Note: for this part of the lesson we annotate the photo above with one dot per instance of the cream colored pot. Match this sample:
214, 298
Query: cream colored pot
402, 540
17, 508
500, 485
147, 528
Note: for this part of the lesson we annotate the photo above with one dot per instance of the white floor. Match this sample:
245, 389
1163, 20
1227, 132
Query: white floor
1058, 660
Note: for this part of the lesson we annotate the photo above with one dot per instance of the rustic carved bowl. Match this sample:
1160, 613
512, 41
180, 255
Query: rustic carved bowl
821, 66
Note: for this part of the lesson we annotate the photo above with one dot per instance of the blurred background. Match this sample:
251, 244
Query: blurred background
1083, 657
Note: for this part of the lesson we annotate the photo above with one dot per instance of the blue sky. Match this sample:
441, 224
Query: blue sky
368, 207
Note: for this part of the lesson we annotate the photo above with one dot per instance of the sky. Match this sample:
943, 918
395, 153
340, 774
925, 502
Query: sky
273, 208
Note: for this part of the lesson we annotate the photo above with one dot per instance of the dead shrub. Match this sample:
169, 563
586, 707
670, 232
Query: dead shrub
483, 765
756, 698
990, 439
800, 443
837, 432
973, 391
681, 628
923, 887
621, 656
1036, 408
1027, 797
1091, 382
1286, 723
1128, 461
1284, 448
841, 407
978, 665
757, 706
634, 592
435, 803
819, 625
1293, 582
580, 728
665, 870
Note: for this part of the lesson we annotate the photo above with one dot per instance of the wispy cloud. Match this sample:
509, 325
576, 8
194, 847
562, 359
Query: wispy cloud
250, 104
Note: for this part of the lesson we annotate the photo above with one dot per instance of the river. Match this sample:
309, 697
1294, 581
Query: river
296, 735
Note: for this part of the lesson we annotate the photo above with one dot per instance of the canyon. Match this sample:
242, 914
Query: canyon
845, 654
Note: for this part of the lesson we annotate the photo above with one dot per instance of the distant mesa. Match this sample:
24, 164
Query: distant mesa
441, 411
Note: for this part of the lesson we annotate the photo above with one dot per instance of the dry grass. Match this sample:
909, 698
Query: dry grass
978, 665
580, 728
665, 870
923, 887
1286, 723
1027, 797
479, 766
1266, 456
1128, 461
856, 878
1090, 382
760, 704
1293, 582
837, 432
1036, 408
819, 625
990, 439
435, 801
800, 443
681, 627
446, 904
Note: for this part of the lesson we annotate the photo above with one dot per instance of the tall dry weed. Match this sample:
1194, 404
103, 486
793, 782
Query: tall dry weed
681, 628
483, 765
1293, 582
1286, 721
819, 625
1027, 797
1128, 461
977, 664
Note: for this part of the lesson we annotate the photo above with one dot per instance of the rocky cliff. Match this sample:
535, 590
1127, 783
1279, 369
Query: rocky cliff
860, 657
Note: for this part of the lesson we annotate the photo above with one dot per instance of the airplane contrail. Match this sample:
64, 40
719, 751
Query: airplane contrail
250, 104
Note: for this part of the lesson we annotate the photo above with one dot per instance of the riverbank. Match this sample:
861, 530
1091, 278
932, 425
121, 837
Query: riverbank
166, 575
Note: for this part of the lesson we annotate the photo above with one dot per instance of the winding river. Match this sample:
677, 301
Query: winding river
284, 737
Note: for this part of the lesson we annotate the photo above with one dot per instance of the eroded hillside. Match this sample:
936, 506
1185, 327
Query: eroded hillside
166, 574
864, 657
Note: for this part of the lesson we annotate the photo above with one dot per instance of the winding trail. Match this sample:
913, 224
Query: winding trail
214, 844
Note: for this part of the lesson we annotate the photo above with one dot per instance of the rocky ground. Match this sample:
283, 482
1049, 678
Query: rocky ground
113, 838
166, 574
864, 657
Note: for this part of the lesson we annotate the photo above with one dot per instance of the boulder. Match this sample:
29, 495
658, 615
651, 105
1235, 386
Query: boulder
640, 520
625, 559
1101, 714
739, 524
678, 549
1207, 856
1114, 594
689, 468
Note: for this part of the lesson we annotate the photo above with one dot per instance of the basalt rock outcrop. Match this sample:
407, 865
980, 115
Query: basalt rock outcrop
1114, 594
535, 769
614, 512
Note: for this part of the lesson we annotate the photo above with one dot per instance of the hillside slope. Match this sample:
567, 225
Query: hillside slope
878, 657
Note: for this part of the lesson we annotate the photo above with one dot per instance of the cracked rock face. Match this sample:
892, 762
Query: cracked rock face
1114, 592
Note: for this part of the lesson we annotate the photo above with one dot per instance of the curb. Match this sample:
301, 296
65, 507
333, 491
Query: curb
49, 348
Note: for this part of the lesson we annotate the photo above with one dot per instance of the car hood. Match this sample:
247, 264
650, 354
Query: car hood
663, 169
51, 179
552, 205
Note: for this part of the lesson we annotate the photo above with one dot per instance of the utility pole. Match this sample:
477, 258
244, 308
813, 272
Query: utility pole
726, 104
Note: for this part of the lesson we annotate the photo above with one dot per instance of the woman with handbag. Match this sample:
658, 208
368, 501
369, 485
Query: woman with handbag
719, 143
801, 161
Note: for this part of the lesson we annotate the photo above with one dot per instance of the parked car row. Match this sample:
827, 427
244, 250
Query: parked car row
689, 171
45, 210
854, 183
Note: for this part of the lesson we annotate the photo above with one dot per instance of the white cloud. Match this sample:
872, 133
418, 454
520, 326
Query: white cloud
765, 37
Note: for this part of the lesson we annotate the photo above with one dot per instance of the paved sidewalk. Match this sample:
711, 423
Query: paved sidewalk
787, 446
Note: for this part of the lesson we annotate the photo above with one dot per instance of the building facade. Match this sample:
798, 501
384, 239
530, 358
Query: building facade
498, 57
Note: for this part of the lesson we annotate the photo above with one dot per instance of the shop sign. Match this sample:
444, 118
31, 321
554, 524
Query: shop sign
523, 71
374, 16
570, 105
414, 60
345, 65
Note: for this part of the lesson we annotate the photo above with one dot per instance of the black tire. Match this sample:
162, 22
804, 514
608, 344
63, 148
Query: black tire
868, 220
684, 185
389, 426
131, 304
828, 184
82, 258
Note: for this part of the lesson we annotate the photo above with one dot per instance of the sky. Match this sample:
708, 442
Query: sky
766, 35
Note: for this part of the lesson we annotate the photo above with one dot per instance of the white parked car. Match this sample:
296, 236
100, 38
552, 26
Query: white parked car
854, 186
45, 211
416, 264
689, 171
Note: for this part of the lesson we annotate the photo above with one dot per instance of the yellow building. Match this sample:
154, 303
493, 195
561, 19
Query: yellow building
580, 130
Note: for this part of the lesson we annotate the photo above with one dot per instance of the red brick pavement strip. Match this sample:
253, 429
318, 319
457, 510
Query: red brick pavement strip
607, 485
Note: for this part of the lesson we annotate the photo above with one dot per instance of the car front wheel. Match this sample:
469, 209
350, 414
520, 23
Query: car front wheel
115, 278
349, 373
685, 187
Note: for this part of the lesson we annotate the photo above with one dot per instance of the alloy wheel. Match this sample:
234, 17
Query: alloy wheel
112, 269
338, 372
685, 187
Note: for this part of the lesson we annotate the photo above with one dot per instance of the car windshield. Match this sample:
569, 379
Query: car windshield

- - -

== Exercise objective ==
Nothing in the records may be left out; reproduce them exactly.

== Solution for this problem ==
Note: for this part of the lesson we annotate the photo above with one dot per instance of the cream colored pot. Match this sample:
214, 298
Query: cream colored pot
402, 540
17, 508
500, 485
147, 528
Note: for this part of the lesson we annotate the photo above with one dot per instance of the white floor. Match this sample:
245, 389
1163, 20
1227, 132
Query: white floor
1058, 660
Note: for this part of the lesson we annotate the photo above with one dot per instance of the rustic carved bowl. Match this sample:
1160, 613
512, 41
180, 255
Query: rustic carved bowl
821, 66
Note: for this part of the lesson we annotate the photo above with one dot per instance of the blurred background. Match this sample:
251, 244
Query: blurred background
1083, 657
Note: for this part of the lesson we annotate the photo above with one dot per instance of the blue sky. Match this sample:
441, 224
Query: blue sky
368, 207
Note: for this part of the lesson we annotate the photo above with one dot per instance of the sky. Match this sample:
943, 918
395, 153
340, 774
925, 502
Query: sky
273, 208
Note: for this part of the lesson we annotate the photo above with one dot per instance of the dead shrub. Match this sample:
169, 563
586, 707
670, 232
Query: dead shrub
483, 765
756, 698
990, 439
800, 443
837, 432
973, 391
681, 628
923, 887
621, 656
1036, 408
1027, 797
1091, 382
1286, 723
1128, 461
1284, 448
841, 407
978, 665
757, 706
634, 592
435, 803
819, 625
1293, 582
580, 728
665, 870
Note: for this part of the lesson we annotate the photo above with one dot per instance of the wispy cloud. Match this sample:
509, 325
576, 8
194, 847
562, 359
Query: wispy cloud
250, 104
Note: for this part of the lesson we annotate the photo above with one dot per instance of the river. Match this sample:
309, 697
1294, 581
Query: river
296, 735
Note: for this part of the lesson we annotate the photo above with one dot per instance of the canyon. Match this sample:
242, 914
Query: canyon
845, 654
Note: for this part of the lesson we annotate the photo above with one dot per instance of the distant mesa. Match this sample:
24, 164
Query: distant mesa
441, 411
Note: for this part of the lesson we annotate the photo above with one dot per instance of the dry grass. Match this sample:
909, 698
Query: dry grass
978, 665
580, 728
665, 870
923, 887
1286, 723
1027, 797
479, 766
1266, 456
1128, 461
856, 878
1090, 382
760, 704
1293, 582
837, 432
1036, 408
819, 625
990, 439
435, 801
800, 443
681, 627
446, 904
Note: for this part of the lesson we annotate the photo above with one dot per instance of the tall dry weed. Match this sample:
1194, 404
103, 486
793, 782
Query: tall dry weed
681, 628
483, 765
1293, 582
1286, 721
819, 625
1027, 797
1128, 461
977, 664
Note: for this part of the lesson we annotate the photo above with one dot per instance of the rocky cliff. Match this sample:
535, 590
1127, 783
1279, 369
Query: rocky cliff
860, 657
Note: for this part of the lesson we annotate the photo above with one dot per instance of the airplane contrail. Match this sample:
64, 40
719, 751
Query: airplane contrail
250, 104
Note: for this part of the lesson we annotate the photo above with one dot per instance of the riverbank. Match this sample:
861, 530
1091, 278
932, 425
121, 837
Query: riverbank
166, 575
Note: for this part of the lesson we annotate the photo above with one dot per instance of the winding river. Match this sample:
677, 301
Query: winding river
284, 737
Note: for this part of the lesson we annotate the photo above with one dot per instance of the eroded hillside. Match this sample:
936, 506
1185, 327
Query: eroded hillside
166, 574
864, 657
Note: for this part of the lesson we annotate the photo above with one dot per instance of the winding trail. Match this sample:
913, 224
Query: winding trail
214, 844
Note: for this part of the lesson we annotate the photo above with one dot per instance of the rocky ground. Match this sample:
283, 482
1049, 678
Query: rocky ground
113, 838
166, 574
864, 657
Note: for this part of the lesson we annotate the photo above with one dot per instance of the boulder. Match this sample:
29, 495
658, 615
651, 105
1235, 386
Query: boulder
640, 520
625, 559
1101, 714
739, 524
678, 549
1207, 856
1114, 594
689, 468
Note: for this part of the lesson we annotate the photo above with one dot per instance of the basalt rock outcrop. Match this sample:
407, 865
980, 115
Query: basalt rock outcrop
1114, 594
535, 769
614, 512
Note: for this part of the lesson we annotate the photo above with one dot per instance of the hillside slope. Match this sample:
567, 225
Query: hillside slope
878, 657
Note: for this part of the lesson we annotate the photo above with one dot per instance of the cracked rock face. Match this sample:
892, 762
Query: cracked rock face
1114, 592
Note: for this part of the lesson we annotate the photo above with one dot per instance of the curb. Match this sample:
301, 296
65, 507
333, 491
Query: curb
49, 348
Note: for this part of the lesson we annotate the photo above with one dot per instance of the car hood. Match this sample:
247, 264
650, 354
Query: car hood
663, 169
51, 179
552, 205
Note: for this part of the lesson we annotate the photo above with one dot per instance of the utility pole. Match this sample:
477, 258
244, 308
813, 272
Query: utility pole
726, 104
Note: for this part of the lesson we annotate the photo above with one dot per instance of the woman with handbag. Match this sample:
658, 208
368, 501
369, 485
Query: woman with handbag
719, 143
801, 161
Note: for this part of the lesson we annotate the photo above with one dot per instance of the parked car row. Match this sample:
827, 427
244, 250
Query: parked car row
689, 171
45, 210
854, 183
Note: for this part of the lesson we annotate the photo above with one dot per instance of the white cloud. Match this sample:
872, 133
418, 454
520, 326
Query: white cloud
765, 37
Note: for this part of the lesson we annotate the photo above with one dot per instance of the paved sidewalk. Match this sample:
711, 423
Query: paved sidewalk
787, 446
Note: for this part of the lesson we annotate the photo above with one dot per instance of the building facade. Match this sample:
798, 501
384, 239
530, 358
Query: building facade
498, 57
Note: for this part of the lesson we annotate the photo above with one dot per instance of the shop sign. Match this sample:
444, 118
31, 321
554, 524
Query: shop sign
523, 71
374, 16
570, 105
414, 60
345, 65
Note: for this part of the lesson we annotate the photo above with one dot per instance of the black tire. Match this sample:
162, 22
804, 514
608, 344
63, 148
Query: black tire
868, 220
684, 185
389, 426
131, 304
828, 184
82, 258
Note: for this part of the lesson we annotate the photo above with one dot per instance of the sky. Match this sample:
708, 442
Query: sky
766, 35
Note: for this part of the lesson we annotate the photo above with one dot per instance of the white parked car. Match this sample:
296, 236
100, 38
552, 26
Query: white parked car
854, 186
45, 211
416, 264
689, 171
Note: for this part of the lesson we annotate the photo above with one dot per instance of the yellow building. Match this sample:
154, 303
493, 195
561, 19
Query: yellow building
580, 130
Note: for this part of the lesson we annotate the photo above with one dot per instance of the red brick pavement strip. Match this sample:
253, 429
318, 319
457, 510
Query: red brick pavement strip
607, 485
Note: for this part of the lesson we annotate the photo above with one dot per instance of the car front wheel. Match this sample:
469, 209
350, 414
520, 23
Query: car front wheel
115, 278
349, 373
685, 187
Note: for this part of the lesson we annotate the photo above with one dot per instance of the alloy wheel. Match this sample:
234, 17
Query: alloy wheel
112, 269
338, 372
685, 187
Note: for this part of the lesson we annotate the photo above with one dot per instance of the car windshield. Match this sample:
569, 379
Query: car windshield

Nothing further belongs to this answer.